* _TRECHO CITADO_
▼
We sampled 16 reservoirs located in two sub-basins with contrasting rainfall regimes, inserted on Piranhas-Açu watershed. The Seridó River basin (SB) is dry and the Piancó River basin (SB) is humid, with annual mean precipitation of 500 and 700 mm, respectively. Linear regressions analyzes were performed to assess whether the percentage of maximum volume stored (%MVS) is a good predictor for total phosphorus (TP), total nitrogen (TN) and chlorophyll-a (CHLA). In addition, a two factorial analysis of variance (two-way ANOVA) was performed to test for period (dry, very dry and extremely dry), basin (SB and PB) and their interactions effects on TP, TN, CHLA, conductivity, turbidity, and Secchi depth.


The results showed a reduction in the reservoirs %MVS both for PB and SB regions. At the extremely dry period, all reservoirs were classified as eutrophic, but TP concentrations reached much higher values in SB than in PB. The linear regressions analyses showed that the TP and TN were negatively related to %MVS during all periods sampled. The two-way ANOVA showed that there were significant basin and period effects on TP, TN, Secchi depth and turbidity, whereas for CHLA and conductivity only basin effects were observed. In addition, we found significant interaction effects between period and basin on TP, TN and turbidity.


We conclude that the contrasting levels of rainfall observed between the two basins affect the water quality and trophic state of the reservoirs and these effects are magnified by water volume reduction. Therefore, our findings might help to predict the consequences of rainfall reductions on freshwater ecosystems of Brazilian drylands.

Keywords:  drought; climate change; phosphorous; water shortage; water quality



Os padrões globais de temperatura e precipitação mudaram significativamente ao longo do último século e quase todas as previsões apontam para mudanças ainda maiores até o final de 2100. Longos períodos de seca em regiões semiáridas geralmente reduzem o nível de água dos reservatórios e dos lagos, aumentando as concentrações de nutrientes na água. Nossa principal hipótese é que a redução do volume de água, impulsionada por secas prolongadas, aumentará a susceptibilidade dos reservatórios à eutrofização e, portanto, um aumento no estado trófico. Para testar esta hipótese, utilizamos uma abordagem comparativa utilizando o espaço em substituição ao tempo para prever as consequências da redução do volume de água dos reservatórios de uma região do semiárido brasileiro sobre variáveis limnológicas chave.


Foram estudados 16 reservatórios em duas sub-bacias, com regimes de precipitação contrastantes, inseridos na bacia Piranhas-Açu. A bacia do Piancó (PB) e a bacia do Seridó (SB) são consideradas seca e úmida, respectivamente. Análises de regressões lineares foram realizadas para avaliar se a porcentagem de volume máximo armazenado (%MVS) é um bom preditor para estimar as concentrações de fósforo total (TP), nitrogênio total (TN) e clorofila-a (CHLA). Além disso, foi realizada uma ANOVA bifatorial para comparar os efeitos da diferença dos períodos (seco, muito seco e extremamente seco), das regiões geográficas (SB e PB) e das interações entre esses fatores sobre TP, TN, CHLA, condutividade, turbidez e profundidade do Secchi.
▲
* _REGISTROS_
▼
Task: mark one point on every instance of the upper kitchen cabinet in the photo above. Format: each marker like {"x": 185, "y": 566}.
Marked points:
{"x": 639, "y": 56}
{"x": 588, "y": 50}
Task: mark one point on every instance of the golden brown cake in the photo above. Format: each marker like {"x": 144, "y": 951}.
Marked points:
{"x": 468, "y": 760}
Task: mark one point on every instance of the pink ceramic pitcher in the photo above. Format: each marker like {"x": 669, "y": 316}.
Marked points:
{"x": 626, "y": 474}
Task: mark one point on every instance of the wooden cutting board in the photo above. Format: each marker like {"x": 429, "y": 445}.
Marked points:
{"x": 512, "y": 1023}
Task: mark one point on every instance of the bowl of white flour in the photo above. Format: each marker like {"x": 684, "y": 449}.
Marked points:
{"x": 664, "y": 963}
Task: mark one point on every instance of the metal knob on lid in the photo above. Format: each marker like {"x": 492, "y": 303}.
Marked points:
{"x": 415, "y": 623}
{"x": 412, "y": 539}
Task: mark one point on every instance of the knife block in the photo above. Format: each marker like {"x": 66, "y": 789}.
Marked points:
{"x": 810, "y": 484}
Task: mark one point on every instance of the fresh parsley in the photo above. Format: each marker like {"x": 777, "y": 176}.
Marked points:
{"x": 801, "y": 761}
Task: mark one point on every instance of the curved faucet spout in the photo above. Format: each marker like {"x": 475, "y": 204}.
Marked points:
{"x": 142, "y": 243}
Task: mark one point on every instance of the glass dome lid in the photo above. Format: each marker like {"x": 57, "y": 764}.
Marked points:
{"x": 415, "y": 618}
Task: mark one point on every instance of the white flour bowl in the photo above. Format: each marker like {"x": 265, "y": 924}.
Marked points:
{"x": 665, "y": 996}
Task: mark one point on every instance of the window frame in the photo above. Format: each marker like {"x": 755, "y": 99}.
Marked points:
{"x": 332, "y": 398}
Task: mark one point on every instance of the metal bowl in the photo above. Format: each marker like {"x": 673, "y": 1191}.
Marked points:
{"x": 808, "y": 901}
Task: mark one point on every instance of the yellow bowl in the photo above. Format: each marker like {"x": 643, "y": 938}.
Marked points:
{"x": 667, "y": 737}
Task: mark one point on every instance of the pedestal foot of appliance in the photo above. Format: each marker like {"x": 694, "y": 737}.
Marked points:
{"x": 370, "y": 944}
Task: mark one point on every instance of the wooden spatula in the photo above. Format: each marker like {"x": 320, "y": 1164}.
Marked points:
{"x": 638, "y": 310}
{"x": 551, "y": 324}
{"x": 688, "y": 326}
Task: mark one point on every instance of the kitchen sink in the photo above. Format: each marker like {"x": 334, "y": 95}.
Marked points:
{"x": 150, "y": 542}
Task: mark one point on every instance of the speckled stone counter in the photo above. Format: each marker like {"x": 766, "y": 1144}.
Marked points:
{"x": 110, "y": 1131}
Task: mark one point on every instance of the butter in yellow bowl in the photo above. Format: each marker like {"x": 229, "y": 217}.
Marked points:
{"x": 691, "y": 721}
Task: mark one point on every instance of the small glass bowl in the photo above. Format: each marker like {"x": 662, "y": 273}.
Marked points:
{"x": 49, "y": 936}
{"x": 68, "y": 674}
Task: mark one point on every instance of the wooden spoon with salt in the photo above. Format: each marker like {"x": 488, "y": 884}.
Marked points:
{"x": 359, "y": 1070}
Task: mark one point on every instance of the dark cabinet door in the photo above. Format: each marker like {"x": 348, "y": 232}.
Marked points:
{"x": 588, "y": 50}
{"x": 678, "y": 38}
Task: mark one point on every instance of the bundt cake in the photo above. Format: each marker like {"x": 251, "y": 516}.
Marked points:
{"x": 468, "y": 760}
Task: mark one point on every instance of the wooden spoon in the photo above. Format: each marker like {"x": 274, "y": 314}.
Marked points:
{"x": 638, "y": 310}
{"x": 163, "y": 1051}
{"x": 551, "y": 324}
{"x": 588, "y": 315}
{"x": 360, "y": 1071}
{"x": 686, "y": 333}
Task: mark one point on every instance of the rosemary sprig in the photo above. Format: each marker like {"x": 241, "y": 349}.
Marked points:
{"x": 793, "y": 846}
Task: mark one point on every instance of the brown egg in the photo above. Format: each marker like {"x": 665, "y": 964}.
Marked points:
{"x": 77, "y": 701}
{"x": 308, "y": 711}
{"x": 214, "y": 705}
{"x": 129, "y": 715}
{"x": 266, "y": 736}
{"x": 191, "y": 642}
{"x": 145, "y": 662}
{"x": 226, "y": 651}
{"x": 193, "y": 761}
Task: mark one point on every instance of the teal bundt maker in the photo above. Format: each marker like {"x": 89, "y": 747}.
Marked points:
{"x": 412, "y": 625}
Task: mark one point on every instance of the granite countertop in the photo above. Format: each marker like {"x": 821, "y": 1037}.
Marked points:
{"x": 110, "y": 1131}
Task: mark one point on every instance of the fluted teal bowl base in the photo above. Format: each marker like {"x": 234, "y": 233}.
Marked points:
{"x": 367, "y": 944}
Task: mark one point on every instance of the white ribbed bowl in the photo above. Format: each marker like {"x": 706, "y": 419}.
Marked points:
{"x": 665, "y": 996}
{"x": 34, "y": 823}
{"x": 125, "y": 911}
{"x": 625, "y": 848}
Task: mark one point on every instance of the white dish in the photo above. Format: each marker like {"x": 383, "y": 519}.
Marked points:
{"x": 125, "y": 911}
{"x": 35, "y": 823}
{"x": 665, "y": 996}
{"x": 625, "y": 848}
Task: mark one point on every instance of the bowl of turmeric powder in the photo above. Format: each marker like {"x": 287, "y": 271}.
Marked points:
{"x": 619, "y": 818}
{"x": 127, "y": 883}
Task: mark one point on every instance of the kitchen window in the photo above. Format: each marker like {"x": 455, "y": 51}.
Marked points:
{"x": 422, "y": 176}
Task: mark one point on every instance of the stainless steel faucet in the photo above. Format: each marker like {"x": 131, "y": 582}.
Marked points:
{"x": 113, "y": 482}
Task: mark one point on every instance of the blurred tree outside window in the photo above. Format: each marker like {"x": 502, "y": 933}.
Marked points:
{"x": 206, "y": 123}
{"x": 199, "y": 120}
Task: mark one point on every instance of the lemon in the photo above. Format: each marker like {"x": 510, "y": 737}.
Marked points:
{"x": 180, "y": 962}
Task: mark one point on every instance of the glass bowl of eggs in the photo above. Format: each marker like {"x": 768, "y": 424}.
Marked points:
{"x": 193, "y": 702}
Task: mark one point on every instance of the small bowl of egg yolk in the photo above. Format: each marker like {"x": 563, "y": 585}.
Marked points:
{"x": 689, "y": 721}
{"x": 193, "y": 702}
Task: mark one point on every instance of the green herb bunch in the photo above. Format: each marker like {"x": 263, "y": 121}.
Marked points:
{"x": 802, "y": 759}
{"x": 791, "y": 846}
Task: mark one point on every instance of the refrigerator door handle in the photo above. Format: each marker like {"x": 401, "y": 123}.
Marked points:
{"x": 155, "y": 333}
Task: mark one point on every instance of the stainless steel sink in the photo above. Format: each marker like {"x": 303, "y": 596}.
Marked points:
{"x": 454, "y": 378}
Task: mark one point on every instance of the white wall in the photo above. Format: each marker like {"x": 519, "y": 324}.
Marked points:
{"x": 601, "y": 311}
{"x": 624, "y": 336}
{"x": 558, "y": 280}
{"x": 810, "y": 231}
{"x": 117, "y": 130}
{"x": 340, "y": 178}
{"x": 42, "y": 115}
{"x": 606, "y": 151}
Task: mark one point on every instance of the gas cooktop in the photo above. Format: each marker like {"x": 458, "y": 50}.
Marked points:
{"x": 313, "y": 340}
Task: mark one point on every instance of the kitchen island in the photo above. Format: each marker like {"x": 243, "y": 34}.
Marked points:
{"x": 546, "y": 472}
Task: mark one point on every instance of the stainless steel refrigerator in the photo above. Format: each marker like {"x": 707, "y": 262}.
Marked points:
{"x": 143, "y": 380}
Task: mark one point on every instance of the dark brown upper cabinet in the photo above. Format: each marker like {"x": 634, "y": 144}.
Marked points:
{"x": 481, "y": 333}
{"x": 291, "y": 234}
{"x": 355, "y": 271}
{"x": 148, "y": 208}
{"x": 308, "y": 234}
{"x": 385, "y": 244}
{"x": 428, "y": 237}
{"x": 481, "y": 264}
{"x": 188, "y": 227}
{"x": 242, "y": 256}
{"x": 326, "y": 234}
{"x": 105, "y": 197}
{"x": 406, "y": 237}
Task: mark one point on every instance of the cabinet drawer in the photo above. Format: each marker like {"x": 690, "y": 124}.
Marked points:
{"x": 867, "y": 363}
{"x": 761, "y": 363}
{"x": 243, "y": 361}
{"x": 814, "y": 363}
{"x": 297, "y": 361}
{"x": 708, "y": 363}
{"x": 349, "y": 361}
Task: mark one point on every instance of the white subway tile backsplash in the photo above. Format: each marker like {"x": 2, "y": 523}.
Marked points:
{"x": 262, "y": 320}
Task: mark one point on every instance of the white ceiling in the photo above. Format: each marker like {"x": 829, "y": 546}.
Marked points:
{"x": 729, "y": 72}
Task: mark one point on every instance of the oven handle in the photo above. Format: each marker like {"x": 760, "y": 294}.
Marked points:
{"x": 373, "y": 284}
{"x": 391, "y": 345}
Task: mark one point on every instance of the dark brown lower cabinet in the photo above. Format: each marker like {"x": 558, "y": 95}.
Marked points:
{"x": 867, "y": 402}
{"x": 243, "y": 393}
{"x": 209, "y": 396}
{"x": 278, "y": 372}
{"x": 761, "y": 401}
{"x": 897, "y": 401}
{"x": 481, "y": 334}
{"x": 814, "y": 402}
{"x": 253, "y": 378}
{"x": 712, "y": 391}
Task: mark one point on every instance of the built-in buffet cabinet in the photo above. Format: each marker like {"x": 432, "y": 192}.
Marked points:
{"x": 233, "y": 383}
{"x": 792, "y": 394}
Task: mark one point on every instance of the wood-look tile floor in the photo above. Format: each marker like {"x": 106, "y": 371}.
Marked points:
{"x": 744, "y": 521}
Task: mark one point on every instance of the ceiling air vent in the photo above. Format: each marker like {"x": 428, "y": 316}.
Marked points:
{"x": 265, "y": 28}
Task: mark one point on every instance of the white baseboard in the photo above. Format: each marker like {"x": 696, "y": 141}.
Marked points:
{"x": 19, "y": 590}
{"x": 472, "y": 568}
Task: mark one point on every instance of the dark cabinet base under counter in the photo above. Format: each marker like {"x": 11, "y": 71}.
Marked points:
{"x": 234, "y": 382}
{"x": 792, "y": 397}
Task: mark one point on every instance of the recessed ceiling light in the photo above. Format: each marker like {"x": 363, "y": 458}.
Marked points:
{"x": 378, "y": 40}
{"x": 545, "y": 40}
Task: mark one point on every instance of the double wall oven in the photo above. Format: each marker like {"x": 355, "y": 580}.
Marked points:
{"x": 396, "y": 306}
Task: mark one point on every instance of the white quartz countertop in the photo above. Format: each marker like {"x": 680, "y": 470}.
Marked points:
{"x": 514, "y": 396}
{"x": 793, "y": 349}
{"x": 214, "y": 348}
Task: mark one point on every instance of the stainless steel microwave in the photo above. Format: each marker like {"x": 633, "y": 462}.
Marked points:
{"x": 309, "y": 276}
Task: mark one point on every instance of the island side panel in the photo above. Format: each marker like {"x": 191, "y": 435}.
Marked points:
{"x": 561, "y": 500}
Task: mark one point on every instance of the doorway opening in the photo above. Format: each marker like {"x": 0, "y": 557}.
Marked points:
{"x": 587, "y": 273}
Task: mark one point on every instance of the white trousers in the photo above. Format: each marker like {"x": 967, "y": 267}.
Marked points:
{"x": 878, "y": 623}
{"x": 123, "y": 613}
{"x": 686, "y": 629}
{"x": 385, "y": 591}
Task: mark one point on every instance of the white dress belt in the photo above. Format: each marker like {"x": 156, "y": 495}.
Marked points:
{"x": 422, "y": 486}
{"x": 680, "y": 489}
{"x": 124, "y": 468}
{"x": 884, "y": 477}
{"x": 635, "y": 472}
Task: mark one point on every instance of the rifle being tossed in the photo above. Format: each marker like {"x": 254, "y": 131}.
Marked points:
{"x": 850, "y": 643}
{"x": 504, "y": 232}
▲
* _TAREFA CURTA 1_
No período extremamente seco, qual classificação o trecho citado atribui a todos os reservatórios?
* _TAREFA CURTA 2_
Reúna todas as linhas dos registros que contêm a palavra "countertop".

* _RESPOSTA DO EXERCÍCIO 1_
Todos os reservatórios foram classificados como eutróficos.

* _RESPOSTA DO EXERCÍCIO 2_
Task: mark one point on every instance of the granite countertop in the photo above. Format: each marker like {"x": 821, "y": 1037}.
Task: mark one point on every instance of the white quartz countertop in the photo above. Format: each marker like {"x": 680, "y": 470}.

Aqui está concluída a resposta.